#### [EXERCISE BRIEF]
Copying task for the records below: reproduce each one exactly and drop the pictures.

****

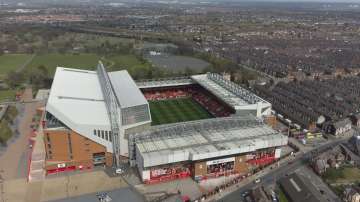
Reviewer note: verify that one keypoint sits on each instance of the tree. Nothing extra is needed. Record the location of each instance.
(39, 77)
(14, 79)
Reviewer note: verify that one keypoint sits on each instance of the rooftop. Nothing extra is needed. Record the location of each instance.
(205, 139)
(166, 82)
(229, 92)
(126, 90)
(76, 98)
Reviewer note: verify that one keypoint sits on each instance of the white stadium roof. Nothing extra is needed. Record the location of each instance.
(76, 98)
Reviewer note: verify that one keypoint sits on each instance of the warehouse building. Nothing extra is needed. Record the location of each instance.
(204, 149)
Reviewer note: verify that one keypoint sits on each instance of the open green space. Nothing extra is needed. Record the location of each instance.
(9, 62)
(89, 61)
(176, 110)
(7, 95)
(11, 113)
(129, 62)
(342, 175)
(51, 61)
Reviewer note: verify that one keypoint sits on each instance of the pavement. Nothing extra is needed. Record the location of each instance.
(186, 186)
(118, 195)
(270, 176)
(309, 175)
(18, 149)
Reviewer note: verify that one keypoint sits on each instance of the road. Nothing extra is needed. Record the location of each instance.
(274, 175)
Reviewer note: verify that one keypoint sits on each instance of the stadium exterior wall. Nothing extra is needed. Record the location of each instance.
(68, 149)
(199, 170)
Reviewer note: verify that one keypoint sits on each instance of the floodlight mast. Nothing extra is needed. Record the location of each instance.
(113, 107)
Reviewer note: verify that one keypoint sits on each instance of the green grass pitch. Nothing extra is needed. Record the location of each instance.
(176, 110)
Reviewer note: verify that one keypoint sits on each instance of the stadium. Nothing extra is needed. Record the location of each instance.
(200, 126)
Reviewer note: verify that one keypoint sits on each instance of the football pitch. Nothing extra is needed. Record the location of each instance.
(177, 110)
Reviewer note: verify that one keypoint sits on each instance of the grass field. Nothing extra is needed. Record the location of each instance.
(51, 61)
(89, 62)
(177, 110)
(7, 95)
(10, 62)
(128, 62)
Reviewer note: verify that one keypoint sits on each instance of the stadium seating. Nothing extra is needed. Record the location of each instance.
(206, 100)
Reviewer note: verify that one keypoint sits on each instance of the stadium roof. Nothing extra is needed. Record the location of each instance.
(205, 139)
(166, 82)
(126, 91)
(76, 98)
(229, 92)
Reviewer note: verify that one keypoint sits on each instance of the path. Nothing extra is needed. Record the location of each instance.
(15, 150)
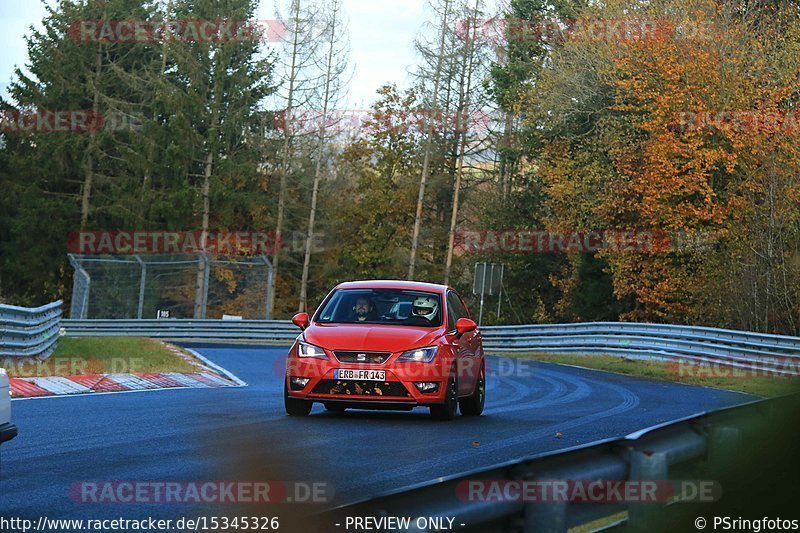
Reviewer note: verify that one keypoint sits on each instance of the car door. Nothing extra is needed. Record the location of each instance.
(466, 358)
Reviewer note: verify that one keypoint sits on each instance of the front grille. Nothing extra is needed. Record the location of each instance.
(375, 358)
(361, 388)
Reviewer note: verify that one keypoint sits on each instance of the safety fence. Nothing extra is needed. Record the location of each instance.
(710, 440)
(29, 332)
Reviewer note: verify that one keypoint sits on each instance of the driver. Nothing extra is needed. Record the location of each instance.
(424, 311)
(365, 310)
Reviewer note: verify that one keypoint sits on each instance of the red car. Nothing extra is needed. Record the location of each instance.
(387, 345)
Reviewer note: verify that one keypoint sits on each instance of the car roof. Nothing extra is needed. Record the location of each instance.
(394, 284)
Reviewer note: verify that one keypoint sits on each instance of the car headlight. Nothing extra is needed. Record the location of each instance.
(419, 355)
(310, 351)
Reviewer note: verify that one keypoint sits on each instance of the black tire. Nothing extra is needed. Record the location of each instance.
(447, 410)
(294, 406)
(473, 405)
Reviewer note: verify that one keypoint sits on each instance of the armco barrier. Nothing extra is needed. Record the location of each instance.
(709, 440)
(773, 353)
(256, 331)
(26, 332)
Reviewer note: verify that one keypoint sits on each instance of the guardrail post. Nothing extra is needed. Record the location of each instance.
(546, 517)
(723, 446)
(646, 466)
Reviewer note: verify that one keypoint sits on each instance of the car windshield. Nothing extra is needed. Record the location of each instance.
(382, 306)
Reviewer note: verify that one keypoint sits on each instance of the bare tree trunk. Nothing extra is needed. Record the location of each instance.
(212, 140)
(88, 167)
(428, 146)
(312, 215)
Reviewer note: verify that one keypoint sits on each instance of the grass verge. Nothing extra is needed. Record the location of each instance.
(703, 375)
(76, 356)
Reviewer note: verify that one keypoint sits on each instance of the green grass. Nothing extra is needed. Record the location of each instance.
(703, 376)
(101, 355)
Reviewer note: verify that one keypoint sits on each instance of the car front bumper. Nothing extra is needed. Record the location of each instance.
(7, 432)
(399, 387)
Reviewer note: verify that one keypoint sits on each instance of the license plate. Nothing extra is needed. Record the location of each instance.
(359, 374)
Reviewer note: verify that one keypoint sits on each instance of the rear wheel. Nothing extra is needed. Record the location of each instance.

****

#### [ANSWER FOR THIS EXERCISE]
Reviewer note: verify that one keypoint sits on each instance of the tree. Nothing extra is needed. Record the location of each instance.
(39, 77)
(14, 79)
Reviewer note: verify that one keypoint sits on each instance of the rooftop. Nothing extra is needed. Record the location of each instance.
(205, 139)
(166, 82)
(229, 92)
(126, 90)
(76, 98)
Reviewer note: verify that one keypoint sits on each instance of the white stadium roof. Nothing extra is needed. Record the location of each instance.
(76, 98)
Reviewer note: verify that one keypoint sits on each instance of the warehouse building. Nothing extra is needed. Record the location of each instance.
(204, 149)
Reviewer note: verify that one keypoint sits on each instance of the open green space. Nothing extra is needed. Record the location of each instance.
(9, 62)
(89, 61)
(176, 110)
(7, 95)
(11, 113)
(129, 62)
(342, 175)
(51, 61)
Reviewer note: verify that one keypoint sits on each instance of the pavement. Nothing extra is needed. Record the location of each instance.
(186, 186)
(118, 195)
(270, 176)
(309, 175)
(18, 149)
Reviewer note: verify that one keypoint sits on each instance of the road. Nothing extra is needed. Record the location of each instance.
(274, 175)
Reviewer note: verify that one keypoint sits on each instance of the stadium exterior wall. Nothing extra is needed. Record the location of each instance.
(68, 149)
(199, 170)
Reviewer note: verify that one keypoint sits on each instance of the floodlight mast. Nothing extra is needed. Record the location of each instance.
(113, 107)
Reviewer note: verify that one keypoint sits on each instance of the green grass pitch. Nothing extra is needed. Record the location of each instance.
(176, 110)
Reviewer note: verify that one keypoint sits on each instance of the stadium. Nothing extra is needed. Record the location of each instance.
(200, 126)
Reviewer note: verify that one keypoint sits on each instance of the football pitch. Nothing extra is needed. Record the location of each instance.
(177, 110)
Reviewer note: verify that one keypoint sits on each instance of the grass field. Nothing extra is needed. Record the location of each instance.
(51, 61)
(89, 62)
(177, 110)
(7, 95)
(10, 62)
(128, 62)
Reviewer note: verify that one keypoint sits on each instance of the stadium seating. Nothing extra is needed. Record the location of each instance.
(206, 100)
Reviewer note: verify that one keypoint sits on each instance of the stadium roof. Nothing extra is needed. Record the location of each instance.
(205, 139)
(166, 82)
(126, 91)
(76, 98)
(229, 92)
Reviewer note: verify that one keypoint sits on each instance of the path. Nothing extra is needed. Record the location of each instance.
(15, 150)
Reviewer note: verify that one keypoint sits on each instance of the car door. Nothing extra is needed. Record the location of each instance.
(466, 358)
Reviewer note: verify that one keypoint sits on each instance of the front grille. Nothing extra is needed. Record the location of each instance.
(375, 358)
(361, 388)
Reviewer note: verify that one keypoint sits on each instance of the safety fence. Nothing extra is needed. Record the location of each instance.
(710, 440)
(29, 332)
Reviewer note: verify that one keypoint sits on each instance of the driver. Nothing extra is needed. Record the location of each instance.
(424, 311)
(365, 310)
Reviewer note: verify that one keypoint sits on each instance of the red car. Nothing extra is needed. Record the location of each instance.
(387, 345)
Reviewer note: verify that one keypoint sits on each instance of the car roof. Nothing extra is needed. Record the location of each instance.
(394, 284)
Reviewer note: verify that one keypoint sits on each instance of the car headlight. Nothing extra is needed. Record the location of each instance.
(419, 355)
(310, 351)
Reviewer note: verify that one keypoint sits on each instance of the black tire. Nothing extra is needed. Record the location of each instance.
(447, 410)
(294, 406)
(473, 405)
Reviewer note: verify that one keypoint sits on each instance of the armco barrier. Nothing extra is needed. Record the location of each instance.
(709, 440)
(773, 353)
(256, 331)
(26, 332)
Reviewer note: verify that one keypoint sits on each instance of the guardrail post. Nothing extra is needed. Record the location of each instance.
(546, 517)
(723, 446)
(646, 466)
Reviewer note: verify that one keypoint sits on each instance of the car windshield. Nothing extra is needed. Record the location of each instance.
(382, 306)
Reviewer note: verify that one keypoint sits on each instance of the bare tree trunk. Nothing extra is needed. Record the location of each instance.
(212, 140)
(88, 167)
(428, 146)
(312, 215)
Reviewer note: verify that one keypoint sits on each instance of the grass verge. Nothing extra is needed. Record the location of each instance.
(703, 375)
(76, 356)
Reviewer note: verify that one keypoint sits on each instance of the green grass. Nothing extra is needed. Record the location of each instance.
(703, 376)
(101, 355)
Reviewer note: verify that one keypoint sits on each instance of the car front bumper. Nothing extra is needed. Record the location of each instance.
(7, 432)
(399, 387)
Reviewer note: verify that one keypoint sits on each instance of the license plate. Nothing extra is needed. Record the location of each instance.
(359, 374)
Reviewer note: verify that one keypoint sits on each instance of the rear wheel. Nothing extra is needed. Record the location of each instance.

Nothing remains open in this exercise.